__TASK DESCRIPTION__:
All records are to be retyped faithfully and completely.
RECORDS FOR THE TASK section start
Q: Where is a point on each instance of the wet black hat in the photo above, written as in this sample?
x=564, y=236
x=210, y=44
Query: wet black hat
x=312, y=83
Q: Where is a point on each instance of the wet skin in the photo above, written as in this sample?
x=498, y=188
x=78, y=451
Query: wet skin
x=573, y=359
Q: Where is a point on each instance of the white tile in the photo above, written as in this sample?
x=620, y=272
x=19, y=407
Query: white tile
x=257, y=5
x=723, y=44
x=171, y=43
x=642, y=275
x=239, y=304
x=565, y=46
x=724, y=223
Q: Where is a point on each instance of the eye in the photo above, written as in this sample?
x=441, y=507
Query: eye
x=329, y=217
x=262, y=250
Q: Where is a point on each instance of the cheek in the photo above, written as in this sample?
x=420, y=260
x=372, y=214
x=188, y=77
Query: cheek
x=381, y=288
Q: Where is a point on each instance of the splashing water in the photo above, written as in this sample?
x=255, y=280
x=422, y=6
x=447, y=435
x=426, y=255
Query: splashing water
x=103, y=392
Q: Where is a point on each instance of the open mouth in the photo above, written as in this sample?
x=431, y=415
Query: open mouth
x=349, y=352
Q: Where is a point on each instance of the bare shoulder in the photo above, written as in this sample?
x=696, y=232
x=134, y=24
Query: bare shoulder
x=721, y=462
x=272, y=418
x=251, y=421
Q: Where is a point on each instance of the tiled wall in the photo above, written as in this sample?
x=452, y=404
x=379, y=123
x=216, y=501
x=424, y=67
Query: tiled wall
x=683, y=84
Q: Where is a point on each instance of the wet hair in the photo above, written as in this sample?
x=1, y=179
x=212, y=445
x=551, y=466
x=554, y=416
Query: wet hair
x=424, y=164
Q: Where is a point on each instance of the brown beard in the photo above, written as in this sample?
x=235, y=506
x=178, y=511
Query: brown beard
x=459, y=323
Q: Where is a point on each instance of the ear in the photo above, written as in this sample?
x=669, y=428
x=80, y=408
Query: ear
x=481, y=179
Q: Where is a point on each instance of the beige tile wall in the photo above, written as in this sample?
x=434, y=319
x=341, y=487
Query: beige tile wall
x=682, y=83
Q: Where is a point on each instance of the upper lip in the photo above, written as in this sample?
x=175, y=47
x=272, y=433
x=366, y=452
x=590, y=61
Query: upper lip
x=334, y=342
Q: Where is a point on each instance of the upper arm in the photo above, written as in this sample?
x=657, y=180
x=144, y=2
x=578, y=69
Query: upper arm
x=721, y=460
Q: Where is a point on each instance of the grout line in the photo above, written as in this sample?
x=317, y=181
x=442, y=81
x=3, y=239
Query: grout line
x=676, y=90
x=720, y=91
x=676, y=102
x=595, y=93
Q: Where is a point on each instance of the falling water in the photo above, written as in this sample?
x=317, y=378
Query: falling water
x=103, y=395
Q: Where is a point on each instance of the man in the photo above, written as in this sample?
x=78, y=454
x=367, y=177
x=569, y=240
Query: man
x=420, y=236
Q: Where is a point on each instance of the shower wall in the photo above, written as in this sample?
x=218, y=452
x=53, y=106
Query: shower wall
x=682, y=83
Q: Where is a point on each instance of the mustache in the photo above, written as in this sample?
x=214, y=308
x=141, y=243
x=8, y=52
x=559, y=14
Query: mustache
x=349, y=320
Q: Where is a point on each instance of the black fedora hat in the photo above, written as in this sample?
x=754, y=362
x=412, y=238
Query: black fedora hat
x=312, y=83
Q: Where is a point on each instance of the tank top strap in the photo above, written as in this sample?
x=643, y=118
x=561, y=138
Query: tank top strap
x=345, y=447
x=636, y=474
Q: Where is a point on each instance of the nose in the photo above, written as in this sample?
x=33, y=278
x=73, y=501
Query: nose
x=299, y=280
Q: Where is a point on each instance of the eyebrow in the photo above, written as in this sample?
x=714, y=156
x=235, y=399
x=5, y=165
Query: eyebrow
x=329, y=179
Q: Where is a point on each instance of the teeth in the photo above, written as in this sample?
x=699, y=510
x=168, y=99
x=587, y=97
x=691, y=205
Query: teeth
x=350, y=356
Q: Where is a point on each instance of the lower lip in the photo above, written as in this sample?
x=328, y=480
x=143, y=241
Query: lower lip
RECORDS FOR THE TASK section end
__RESULT OF THE TASK__:
Q: Where is a point on each instance of the wet black hat in the photo above, written as in this sample?
x=564, y=236
x=210, y=44
Query: wet black hat
x=312, y=83
Q: Where is a point on each instance of the wet skin in the photo above, written as in this sample?
x=498, y=188
x=78, y=451
Query: wet skin
x=573, y=359
Q: Where is a point on each instance of the white tile in the photo above, written as in this sample?
x=620, y=272
x=19, y=407
Query: white tile
x=257, y=5
x=723, y=44
x=171, y=43
x=642, y=275
x=239, y=304
x=565, y=46
x=724, y=223
Q: Where is a point on each instance of the eye in the photo above, written as in this sample?
x=441, y=507
Query: eye
x=329, y=217
x=262, y=250
Q: Where is a point on each instance of the cheek in the photo above, written as in this sample?
x=420, y=260
x=372, y=214
x=188, y=77
Query: cheek
x=381, y=288
Q: Where is a point on each instance of the splashing water in the photo above, written as in this sample?
x=255, y=280
x=422, y=6
x=447, y=435
x=426, y=255
Query: splashing water
x=103, y=392
Q: Where is a point on each instance of the open mouth in the photo above, written as in this sample?
x=431, y=415
Query: open mouth
x=349, y=352
Q: Where is a point on each instance of the bare shoulder in the photo above, written as in this sample?
x=696, y=232
x=134, y=24
Query: bare shoulder
x=721, y=462
x=272, y=418
x=251, y=421
Q: Where is a point on each instance of the tiled wall in the photo above, written as in this sample?
x=452, y=404
x=379, y=123
x=216, y=501
x=424, y=67
Query: tiled wall
x=683, y=84
Q: Where is a point on each instance of the wet hair in the photo above, written as in this sample?
x=1, y=179
x=212, y=445
x=551, y=466
x=554, y=416
Query: wet hair
x=424, y=164
Q: Where is a point on each instance of the brown beard in the photo above, written as in this sample?
x=235, y=506
x=178, y=511
Query: brown beard
x=459, y=323
Q: Where is a point on each instance of the ear in the photo above, written as in this sample?
x=669, y=428
x=80, y=408
Query: ear
x=481, y=179
Q: Where is a point on each instance of the beige tile wall in the photo above, written as in this sample?
x=434, y=319
x=341, y=487
Query: beige tile wall
x=682, y=83
Q: Where is a point on each instance of the upper lip in the photo above, written as in this sample?
x=175, y=47
x=272, y=433
x=366, y=452
x=590, y=61
Query: upper lip
x=334, y=342
Q: Where is a point on each instance of the upper arm in the photo above, written as in this sample?
x=657, y=180
x=144, y=2
x=578, y=69
Query: upper arm
x=721, y=460
Q: Where is a point on each instance of the grout line in the photo above, written as in this sample?
x=317, y=181
x=442, y=81
x=3, y=239
Query: grout line
x=676, y=90
x=720, y=91
x=676, y=102
x=595, y=93
Q: Where is a point on each instance of the falling water in the photo above, written as in this sample?
x=317, y=378
Query: falling water
x=103, y=395
Q: Where is a point on each instance of the man in the photo above, written as in this sample?
x=78, y=454
x=367, y=177
x=569, y=240
Query: man
x=420, y=236
Q: Where is a point on each instance of the shower wall in the photo above, written as in this sample?
x=218, y=452
x=53, y=106
Query: shower wall
x=682, y=83
Q: Where is a point on each instance of the mustache in the photo above, written as in this sample?
x=214, y=308
x=141, y=243
x=8, y=52
x=559, y=14
Query: mustache
x=349, y=320
Q: Where is a point on each instance of the black fedora hat in the photo above, written as in this sample?
x=754, y=362
x=412, y=238
Query: black fedora hat
x=312, y=83
Q: Where is a point on each instance of the tank top strap in the photo above, written as in this sample?
x=643, y=118
x=561, y=138
Query: tank top strap
x=345, y=447
x=636, y=474
Q: Where is a point on each instance of the nose in the photo above, written as in this sample?
x=33, y=278
x=73, y=501
Query: nose
x=299, y=280
Q: Where is a point on each instance of the eyebrow in the photo above, written as in this sample?
x=714, y=156
x=235, y=399
x=5, y=165
Query: eyebrow
x=329, y=179
Q: Where is a point on each instance of the teeth in the photo above, written as in this sample?
x=699, y=510
x=168, y=99
x=587, y=97
x=691, y=205
Query: teeth
x=350, y=356
Q: Where is a point on each instance of the lower lip in the photo above, written as in this sample?
x=328, y=480
x=143, y=241
Query: lower lip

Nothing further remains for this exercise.